§ **Provided records**:
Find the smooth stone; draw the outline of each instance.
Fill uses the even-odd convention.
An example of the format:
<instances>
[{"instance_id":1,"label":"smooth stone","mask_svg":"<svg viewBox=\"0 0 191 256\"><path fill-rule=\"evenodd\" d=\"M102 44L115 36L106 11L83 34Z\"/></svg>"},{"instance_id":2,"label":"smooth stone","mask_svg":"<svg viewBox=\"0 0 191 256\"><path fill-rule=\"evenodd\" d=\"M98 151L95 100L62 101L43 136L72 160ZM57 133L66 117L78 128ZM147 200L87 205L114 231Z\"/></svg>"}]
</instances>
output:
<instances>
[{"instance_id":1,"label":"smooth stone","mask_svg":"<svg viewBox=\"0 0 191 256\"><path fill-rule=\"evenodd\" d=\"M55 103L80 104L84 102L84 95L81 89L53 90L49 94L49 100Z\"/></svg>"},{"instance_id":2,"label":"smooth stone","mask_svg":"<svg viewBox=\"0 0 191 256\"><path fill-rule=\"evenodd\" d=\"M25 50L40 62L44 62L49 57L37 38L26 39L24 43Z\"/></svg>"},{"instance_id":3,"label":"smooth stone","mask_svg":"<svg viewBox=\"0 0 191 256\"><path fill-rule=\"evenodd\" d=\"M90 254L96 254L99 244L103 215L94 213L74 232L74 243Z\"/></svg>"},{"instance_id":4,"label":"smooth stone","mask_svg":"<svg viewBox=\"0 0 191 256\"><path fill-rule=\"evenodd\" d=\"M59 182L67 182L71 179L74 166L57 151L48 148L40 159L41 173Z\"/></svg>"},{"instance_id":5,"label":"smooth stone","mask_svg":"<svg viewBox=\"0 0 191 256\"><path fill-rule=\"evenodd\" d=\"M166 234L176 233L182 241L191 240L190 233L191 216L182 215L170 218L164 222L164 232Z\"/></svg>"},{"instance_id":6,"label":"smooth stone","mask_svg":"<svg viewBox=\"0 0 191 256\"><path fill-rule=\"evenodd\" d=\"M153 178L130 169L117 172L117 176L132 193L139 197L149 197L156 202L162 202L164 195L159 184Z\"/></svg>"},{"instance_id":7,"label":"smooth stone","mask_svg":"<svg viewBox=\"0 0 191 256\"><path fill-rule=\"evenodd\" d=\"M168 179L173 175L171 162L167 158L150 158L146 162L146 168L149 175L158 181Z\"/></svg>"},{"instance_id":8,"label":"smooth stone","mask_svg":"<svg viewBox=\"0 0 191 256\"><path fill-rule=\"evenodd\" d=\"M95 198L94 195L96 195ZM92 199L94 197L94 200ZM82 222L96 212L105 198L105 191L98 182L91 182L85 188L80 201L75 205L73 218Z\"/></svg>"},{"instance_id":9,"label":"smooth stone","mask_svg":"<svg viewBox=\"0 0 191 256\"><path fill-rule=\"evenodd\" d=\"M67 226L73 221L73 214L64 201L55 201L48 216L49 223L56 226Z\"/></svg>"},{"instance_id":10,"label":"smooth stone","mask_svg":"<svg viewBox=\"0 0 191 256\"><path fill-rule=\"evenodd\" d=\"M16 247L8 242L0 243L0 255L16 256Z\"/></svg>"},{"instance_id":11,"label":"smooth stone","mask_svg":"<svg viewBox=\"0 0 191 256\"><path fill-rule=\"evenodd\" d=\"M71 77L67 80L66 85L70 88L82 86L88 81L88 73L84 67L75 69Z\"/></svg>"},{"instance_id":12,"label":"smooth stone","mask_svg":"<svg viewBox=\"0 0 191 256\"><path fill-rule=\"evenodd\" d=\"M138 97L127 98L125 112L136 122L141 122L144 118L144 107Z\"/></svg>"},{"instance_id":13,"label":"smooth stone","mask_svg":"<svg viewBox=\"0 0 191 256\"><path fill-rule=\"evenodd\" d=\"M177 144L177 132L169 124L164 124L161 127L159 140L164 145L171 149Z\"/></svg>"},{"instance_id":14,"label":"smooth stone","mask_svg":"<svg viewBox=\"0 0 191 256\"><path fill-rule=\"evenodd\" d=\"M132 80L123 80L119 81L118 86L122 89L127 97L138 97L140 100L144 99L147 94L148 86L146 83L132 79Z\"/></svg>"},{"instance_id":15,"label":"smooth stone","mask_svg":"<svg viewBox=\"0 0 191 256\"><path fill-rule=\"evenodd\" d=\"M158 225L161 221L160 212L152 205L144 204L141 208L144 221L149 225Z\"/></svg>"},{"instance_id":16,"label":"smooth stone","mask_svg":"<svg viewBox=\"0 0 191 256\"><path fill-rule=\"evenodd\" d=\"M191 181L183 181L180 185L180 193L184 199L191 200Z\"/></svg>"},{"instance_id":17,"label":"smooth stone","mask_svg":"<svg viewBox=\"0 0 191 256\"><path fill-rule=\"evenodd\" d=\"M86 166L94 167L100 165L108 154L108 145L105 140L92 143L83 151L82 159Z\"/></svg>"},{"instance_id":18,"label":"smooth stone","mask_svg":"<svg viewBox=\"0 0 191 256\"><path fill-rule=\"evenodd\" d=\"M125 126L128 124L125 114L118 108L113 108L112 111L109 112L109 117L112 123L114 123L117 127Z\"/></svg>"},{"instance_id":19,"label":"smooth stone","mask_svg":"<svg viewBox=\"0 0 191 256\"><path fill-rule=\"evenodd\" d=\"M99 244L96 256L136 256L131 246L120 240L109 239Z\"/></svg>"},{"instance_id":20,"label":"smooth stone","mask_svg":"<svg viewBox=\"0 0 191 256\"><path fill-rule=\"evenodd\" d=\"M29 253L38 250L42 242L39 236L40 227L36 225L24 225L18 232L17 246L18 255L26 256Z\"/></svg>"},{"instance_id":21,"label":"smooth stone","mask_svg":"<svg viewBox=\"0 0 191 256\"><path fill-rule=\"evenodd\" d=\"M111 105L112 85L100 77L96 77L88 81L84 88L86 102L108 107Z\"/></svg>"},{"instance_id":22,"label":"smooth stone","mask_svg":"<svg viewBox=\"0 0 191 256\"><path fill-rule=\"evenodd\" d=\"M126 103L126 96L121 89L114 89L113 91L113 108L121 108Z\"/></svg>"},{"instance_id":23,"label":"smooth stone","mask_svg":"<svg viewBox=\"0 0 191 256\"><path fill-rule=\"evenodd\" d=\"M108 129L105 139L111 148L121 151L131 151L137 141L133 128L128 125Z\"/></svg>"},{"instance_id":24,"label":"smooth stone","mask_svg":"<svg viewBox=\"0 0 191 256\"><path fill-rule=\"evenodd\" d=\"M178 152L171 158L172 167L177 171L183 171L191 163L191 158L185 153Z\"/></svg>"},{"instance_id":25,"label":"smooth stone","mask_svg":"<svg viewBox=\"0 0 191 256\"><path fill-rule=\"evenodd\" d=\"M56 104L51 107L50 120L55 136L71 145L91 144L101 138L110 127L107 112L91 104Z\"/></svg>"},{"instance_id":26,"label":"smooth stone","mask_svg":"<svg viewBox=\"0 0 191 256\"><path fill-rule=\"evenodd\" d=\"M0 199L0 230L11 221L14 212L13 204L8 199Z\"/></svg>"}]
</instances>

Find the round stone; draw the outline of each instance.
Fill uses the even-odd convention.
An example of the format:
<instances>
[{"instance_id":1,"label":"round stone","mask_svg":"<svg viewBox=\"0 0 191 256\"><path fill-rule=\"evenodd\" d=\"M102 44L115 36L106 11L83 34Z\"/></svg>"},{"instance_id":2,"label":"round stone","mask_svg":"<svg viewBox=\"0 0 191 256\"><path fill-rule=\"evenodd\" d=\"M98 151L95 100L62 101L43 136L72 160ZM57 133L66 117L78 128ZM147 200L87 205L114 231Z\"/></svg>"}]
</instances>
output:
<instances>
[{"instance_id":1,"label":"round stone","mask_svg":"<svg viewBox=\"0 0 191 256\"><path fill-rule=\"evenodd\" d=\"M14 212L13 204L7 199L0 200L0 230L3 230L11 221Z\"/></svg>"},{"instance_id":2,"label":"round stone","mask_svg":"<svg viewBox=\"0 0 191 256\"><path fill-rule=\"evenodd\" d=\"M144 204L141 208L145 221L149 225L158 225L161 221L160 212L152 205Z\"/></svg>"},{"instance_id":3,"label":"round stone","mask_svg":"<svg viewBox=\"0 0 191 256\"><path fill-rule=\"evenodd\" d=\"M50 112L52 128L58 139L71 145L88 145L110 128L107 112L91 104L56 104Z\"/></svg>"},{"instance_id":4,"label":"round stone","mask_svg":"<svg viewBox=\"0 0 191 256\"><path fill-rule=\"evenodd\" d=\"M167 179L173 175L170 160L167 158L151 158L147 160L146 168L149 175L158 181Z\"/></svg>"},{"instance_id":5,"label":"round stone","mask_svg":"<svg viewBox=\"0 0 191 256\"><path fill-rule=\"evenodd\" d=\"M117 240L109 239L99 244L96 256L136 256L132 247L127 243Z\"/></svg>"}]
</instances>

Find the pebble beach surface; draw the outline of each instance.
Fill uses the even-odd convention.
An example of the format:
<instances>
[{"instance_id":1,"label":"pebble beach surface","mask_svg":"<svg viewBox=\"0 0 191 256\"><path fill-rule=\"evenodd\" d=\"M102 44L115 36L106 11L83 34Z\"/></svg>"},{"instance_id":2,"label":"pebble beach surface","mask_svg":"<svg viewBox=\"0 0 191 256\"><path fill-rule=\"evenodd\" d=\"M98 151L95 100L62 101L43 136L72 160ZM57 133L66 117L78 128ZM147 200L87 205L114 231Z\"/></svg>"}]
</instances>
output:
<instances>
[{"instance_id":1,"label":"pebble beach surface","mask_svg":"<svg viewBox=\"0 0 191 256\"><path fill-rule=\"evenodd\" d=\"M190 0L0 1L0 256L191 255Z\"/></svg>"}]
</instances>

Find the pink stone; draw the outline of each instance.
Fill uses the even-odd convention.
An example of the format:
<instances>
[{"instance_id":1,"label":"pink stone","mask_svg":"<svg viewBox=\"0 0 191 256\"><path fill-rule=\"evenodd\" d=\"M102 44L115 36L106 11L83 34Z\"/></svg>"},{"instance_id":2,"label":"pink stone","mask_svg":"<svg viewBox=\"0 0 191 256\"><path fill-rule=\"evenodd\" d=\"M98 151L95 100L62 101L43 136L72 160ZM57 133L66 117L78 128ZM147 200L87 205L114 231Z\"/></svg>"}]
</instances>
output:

§ **Exercise directions**:
Copy the rows verbatim, starting with the line that contains "Find the pink" and going on through the end of the rows.

§ **Exercise answer**:
Find the pink stone; draw the outline of each instance.
Fill uses the even-odd convention.
An example of the format:
<instances>
[{"instance_id":1,"label":"pink stone","mask_svg":"<svg viewBox=\"0 0 191 256\"><path fill-rule=\"evenodd\" d=\"M102 44L115 36L106 11L83 34Z\"/></svg>"},{"instance_id":2,"label":"pink stone","mask_svg":"<svg viewBox=\"0 0 191 256\"><path fill-rule=\"evenodd\" d=\"M98 151L95 100L62 101L43 136L72 160ZM57 133L66 117L78 128ZM147 200L87 205L114 231Z\"/></svg>"}]
</instances>
output:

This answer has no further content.